▸ Work request
Every record must be output verbatim in the reply.

▸ Extracted records
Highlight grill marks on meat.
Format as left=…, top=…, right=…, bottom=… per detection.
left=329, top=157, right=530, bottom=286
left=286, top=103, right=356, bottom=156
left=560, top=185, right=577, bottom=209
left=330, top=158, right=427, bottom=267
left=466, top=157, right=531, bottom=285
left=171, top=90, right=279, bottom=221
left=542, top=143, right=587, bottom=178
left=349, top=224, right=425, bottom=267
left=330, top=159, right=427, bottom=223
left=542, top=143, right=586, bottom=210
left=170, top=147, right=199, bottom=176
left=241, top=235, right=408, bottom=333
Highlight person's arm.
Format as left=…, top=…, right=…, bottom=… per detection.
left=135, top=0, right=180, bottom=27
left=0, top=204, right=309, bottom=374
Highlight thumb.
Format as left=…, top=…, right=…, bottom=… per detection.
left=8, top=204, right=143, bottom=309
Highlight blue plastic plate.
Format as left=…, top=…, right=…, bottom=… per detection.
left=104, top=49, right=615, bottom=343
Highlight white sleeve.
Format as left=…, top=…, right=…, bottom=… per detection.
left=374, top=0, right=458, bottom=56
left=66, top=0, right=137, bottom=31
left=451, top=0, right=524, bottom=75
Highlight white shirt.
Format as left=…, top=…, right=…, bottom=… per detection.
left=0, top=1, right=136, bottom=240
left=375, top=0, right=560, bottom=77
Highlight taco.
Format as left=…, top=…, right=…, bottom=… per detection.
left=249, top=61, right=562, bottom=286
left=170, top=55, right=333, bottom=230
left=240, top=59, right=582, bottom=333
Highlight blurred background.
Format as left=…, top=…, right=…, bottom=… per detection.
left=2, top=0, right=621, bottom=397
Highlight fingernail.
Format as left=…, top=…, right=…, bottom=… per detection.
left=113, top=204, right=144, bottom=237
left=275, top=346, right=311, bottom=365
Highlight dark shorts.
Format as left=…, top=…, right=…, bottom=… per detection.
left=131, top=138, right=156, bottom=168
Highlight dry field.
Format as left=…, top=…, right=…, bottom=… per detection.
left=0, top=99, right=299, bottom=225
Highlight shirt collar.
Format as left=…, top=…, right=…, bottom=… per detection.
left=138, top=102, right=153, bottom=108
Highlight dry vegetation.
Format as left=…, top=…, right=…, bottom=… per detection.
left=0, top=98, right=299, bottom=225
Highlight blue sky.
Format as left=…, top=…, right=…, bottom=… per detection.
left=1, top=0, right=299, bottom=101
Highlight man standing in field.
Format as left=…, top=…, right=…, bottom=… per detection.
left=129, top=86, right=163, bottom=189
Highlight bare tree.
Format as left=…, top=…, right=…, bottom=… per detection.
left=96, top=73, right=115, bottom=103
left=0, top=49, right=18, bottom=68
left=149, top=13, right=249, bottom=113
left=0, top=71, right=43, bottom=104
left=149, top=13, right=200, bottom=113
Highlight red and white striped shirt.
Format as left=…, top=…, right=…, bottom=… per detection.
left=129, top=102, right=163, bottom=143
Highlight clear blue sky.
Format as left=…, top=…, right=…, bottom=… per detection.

▸ Written response
Highlight grill marks on meat.
Format as left=…, top=…, right=…, bottom=… per detection.
left=329, top=157, right=530, bottom=286
left=286, top=103, right=356, bottom=156
left=560, top=185, right=577, bottom=209
left=330, top=158, right=427, bottom=267
left=466, top=157, right=531, bottom=285
left=171, top=90, right=279, bottom=221
left=542, top=143, right=587, bottom=178
left=349, top=224, right=425, bottom=267
left=330, top=159, right=427, bottom=223
left=542, top=143, right=586, bottom=210
left=170, top=147, right=199, bottom=176
left=241, top=235, right=408, bottom=333
Highlight person's arm.
Format as left=…, top=…, right=…, bottom=… per detection.
left=135, top=0, right=180, bottom=27
left=0, top=204, right=309, bottom=374
Highlight thumb.
Format as left=…, top=…, right=…, bottom=… per detection.
left=8, top=204, right=143, bottom=309
Highlight blue plastic plate.
Format as left=…, top=…, right=…, bottom=… per detection.
left=104, top=49, right=615, bottom=343
Highlight white sleeve.
Format as left=…, top=…, right=…, bottom=… per detection.
left=374, top=0, right=458, bottom=56
left=66, top=0, right=137, bottom=31
left=451, top=0, right=524, bottom=75
Highlight white shirt.
Format as left=…, top=…, right=…, bottom=… per detection.
left=0, top=1, right=136, bottom=240
left=375, top=0, right=560, bottom=77
Highlight taco.
Format as left=…, top=…, right=…, bottom=… per detection.
left=249, top=61, right=562, bottom=286
left=170, top=55, right=333, bottom=230
left=240, top=59, right=582, bottom=333
Highlight blurred background.
Format as left=…, top=…, right=…, bottom=… per detection.
left=2, top=0, right=621, bottom=397
Highlight fingernail.
Format as left=…, top=…, right=…, bottom=… per detection.
left=113, top=204, right=144, bottom=237
left=275, top=346, right=311, bottom=365
Highlight dark shorts.
Format as left=…, top=…, right=…, bottom=… per detection.
left=131, top=138, right=156, bottom=168
Highlight dry field.
Format as left=…, top=…, right=…, bottom=… per detection.
left=0, top=99, right=299, bottom=225
Highlight shirt collar.
Format as left=…, top=…, right=…, bottom=… per detection.
left=138, top=102, right=153, bottom=108
Highlight dry vegetation.
Format as left=…, top=…, right=…, bottom=… per detection.
left=0, top=98, right=299, bottom=225
Highlight blue sky.
Format as left=…, top=…, right=…, bottom=… per detection.
left=1, top=0, right=299, bottom=101
Highlight man standing in field.
Format as left=…, top=…, right=…, bottom=… per detection.
left=129, top=86, right=163, bottom=189
Highlight bare tree.
Format as left=…, top=…, right=…, bottom=… per detection.
left=96, top=73, right=115, bottom=103
left=0, top=49, right=18, bottom=68
left=149, top=13, right=249, bottom=113
left=0, top=71, right=43, bottom=104
left=149, top=13, right=200, bottom=113
Highlight red and white striped shirt.
Format as left=…, top=…, right=…, bottom=… per detection.
left=129, top=102, right=163, bottom=143
Highlight clear blue sky.
Format as left=…, top=…, right=…, bottom=… per detection.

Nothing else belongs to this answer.